[Goal]
Express every line of the data below as an entry in a JSON list of strings, one string per line, leaving out blank lines.
── Records to process
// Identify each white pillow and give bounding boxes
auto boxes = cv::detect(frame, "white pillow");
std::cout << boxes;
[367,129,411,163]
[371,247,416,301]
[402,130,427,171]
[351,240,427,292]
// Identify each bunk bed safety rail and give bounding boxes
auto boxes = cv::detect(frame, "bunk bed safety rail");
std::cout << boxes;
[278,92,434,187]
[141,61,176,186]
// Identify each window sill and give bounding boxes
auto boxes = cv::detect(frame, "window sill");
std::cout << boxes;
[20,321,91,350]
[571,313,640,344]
────
[Exercise answer]
[
  "// Identify each white pillow and give bounding boxes",
  "auto boxes = cv::detect(frame, \"white pillow\");",
  "std::cout << boxes;",
  "[367,129,411,163]",
  "[371,247,416,301]",
  "[402,130,427,171]",
  "[351,240,427,292]",
  "// Identify each bunk bed safety rail and give bounding boxes",
  "auto boxes = cv::detect(frame, \"bunk bed safety rail\");",
  "std::cout << boxes;",
  "[278,92,434,187]",
  "[141,61,176,186]",
  "// Identify each window sill and give bounding boxes",
  "auto boxes = cv::detect(frame, \"window sill\");",
  "std::cout << boxes;",
  "[20,321,91,350]",
  "[571,313,640,344]"
]